Ihre Aufgabe
Entnehmen Sie dem Textausschnitt über Wissenschaftskommunikation wörtlich den Abschnitt von „Im Rahmen einer“ bis einschließlich „Behandlung begonnen werden.“.

Textausschnitt
★ ★ ★

Im Rahmen einer morgen beginnenden großen Tagung zu “Wissenschaft und Gesellschaft” in Göttingen, ausgerichtet von der GDNÄ hat Kollege Korbmann 10 Thesen veröffentlicht (die 10. ist die Zusammenfassung der ersten 9), auf die ich hiermit gerne hinweise. Insgesamt eine umfassende Diagnose mit einigen Therapieempfehlungen; jetzt muss halt nur endlich mit der Behandlung begonnen werden.
Denn dass uns allein die Beschreibung des Zustands nicht näher an die Lösung heranbringt, ist insofern problematisch, weil bei den Praktikern der Wissenschaftskommunikation zwar das Bewusstsein über den hier beschriebenen Paradigmenwechsel längst vorhanden ist, die Umsetzung dessen aber oft an internen Widerständen, systemischen Barrieren, mangelnden Ressourcen oder schlichtweg technischen Kompetenzen scheitert.

★ ★ ★

Bereitgestellte Daten
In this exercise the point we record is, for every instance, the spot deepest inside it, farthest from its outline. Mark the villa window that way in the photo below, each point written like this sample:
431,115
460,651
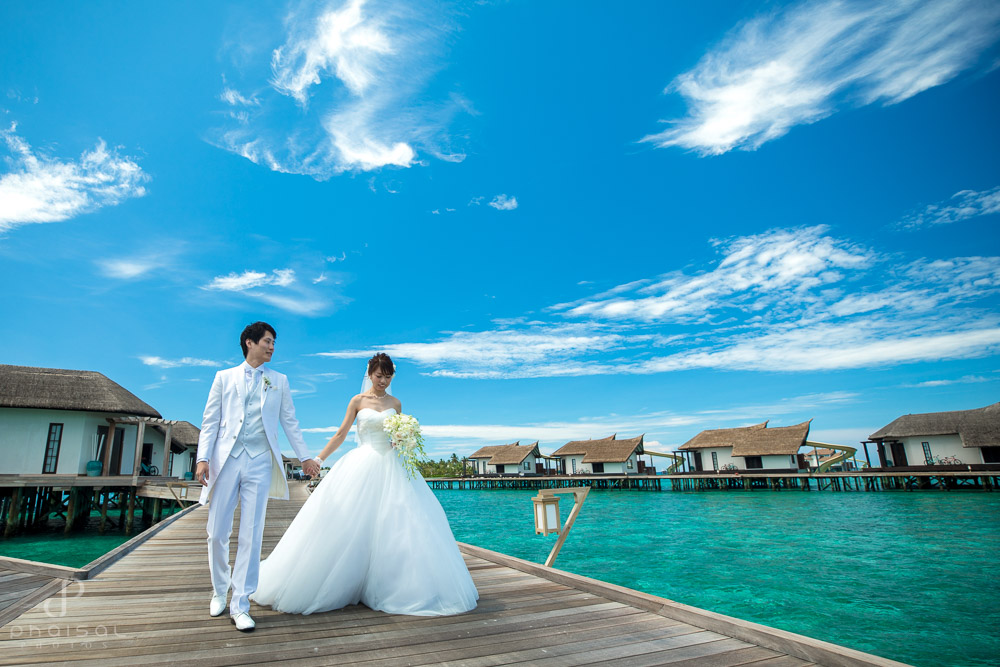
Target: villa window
52,449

★ ★ ★

Die Lösung
Im Rahmen einer morgen beginnenden großen Tagung zu “Wissenschaft und Gesellschaft” in Göttingen, ausgerichtet von der GDNÄ hat Kollege Korbmann 10 Thesen veröffentlicht (die 10. ist die Zusammenfassung der ersten 9), auf die ich hiermit gerne hinweise. Insgesamt eine umfassende Diagnose mit einigen Therapieempfehlungen; jetzt muss halt nur endlich mit der Behandlung begonnen werden.